* START TEXT TO READ *

In producing this volume, Ms. West has eased out Oliver Stone himself, who inspired and lent his name to the Oliver Stone Mythmaker Trophy, as this year’s recipient of it, albeit after fierce competition. Many readers will recall the Oliver Stone/Peter Kuznick television chronicle that claimed that after Henry A. Wallace was sacked as vice president in 1944 in favor of that infamous warmonger Harry S. Truman, Truman started the Cold War and propagated the false allegation that Stalin had any interest in oppressing Eastern Europe (or anywhere else), subverting democracy, or creating a state of international tension.

When the Nazis invaded the Soviet Union on June 22, 1941, Truman — then a United States senator from Missouri — said that this was a war between two equivalently evil men and that although the human devastation that would result from their conflict was tragic, the mutual enervation of two such wicked and ghastly regimes as those of Hitler and Stalin and their adherents was a useful phenomenon. He spoke from compassion for the agonies inflicted on Britain and her affiliated states, Canada, Australia, and New Zealand, in facing without the support of any other Great Power the full weight of the formidable German war machine.

* END TEXT TO READ *
* START SUPPLIED RECORDS *

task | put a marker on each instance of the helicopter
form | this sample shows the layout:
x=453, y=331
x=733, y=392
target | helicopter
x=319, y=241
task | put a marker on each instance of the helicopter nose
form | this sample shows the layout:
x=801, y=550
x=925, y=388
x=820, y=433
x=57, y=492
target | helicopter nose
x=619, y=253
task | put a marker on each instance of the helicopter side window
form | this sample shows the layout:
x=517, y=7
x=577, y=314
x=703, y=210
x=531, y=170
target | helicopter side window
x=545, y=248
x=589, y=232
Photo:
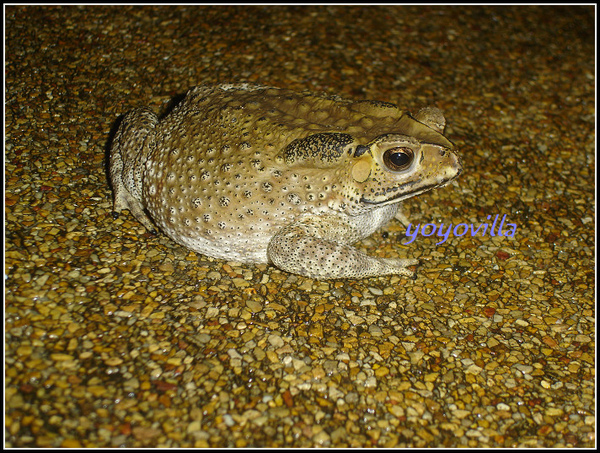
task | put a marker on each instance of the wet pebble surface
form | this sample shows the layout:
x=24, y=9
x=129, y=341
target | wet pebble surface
x=118, y=338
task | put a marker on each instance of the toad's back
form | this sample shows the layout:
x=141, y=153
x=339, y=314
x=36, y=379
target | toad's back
x=259, y=174
x=216, y=180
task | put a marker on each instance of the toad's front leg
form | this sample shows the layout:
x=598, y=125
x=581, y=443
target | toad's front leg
x=319, y=247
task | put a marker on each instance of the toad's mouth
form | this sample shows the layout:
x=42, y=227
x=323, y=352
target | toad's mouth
x=404, y=196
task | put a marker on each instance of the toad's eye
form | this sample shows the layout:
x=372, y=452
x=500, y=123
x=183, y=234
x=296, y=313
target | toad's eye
x=398, y=159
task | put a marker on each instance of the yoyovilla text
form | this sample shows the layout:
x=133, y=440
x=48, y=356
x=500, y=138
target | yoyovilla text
x=429, y=229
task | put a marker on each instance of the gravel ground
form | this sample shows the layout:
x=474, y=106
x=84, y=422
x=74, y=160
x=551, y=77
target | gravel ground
x=115, y=337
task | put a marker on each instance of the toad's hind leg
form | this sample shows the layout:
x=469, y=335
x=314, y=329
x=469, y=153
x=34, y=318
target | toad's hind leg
x=128, y=155
x=320, y=248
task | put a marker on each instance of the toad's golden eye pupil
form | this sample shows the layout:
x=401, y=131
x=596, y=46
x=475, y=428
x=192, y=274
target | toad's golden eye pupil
x=398, y=159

* END SUPPLIED RECORDS *

● BRIEF
List every person the review excerpt mentions by name. Rely only on the review excerpt.

● EXERCISE SOLUTION
Ms. West, Oliver Stone, Peter Kuznick, Henry A. Wallace, Harry S. Truman, Stalin, Hitler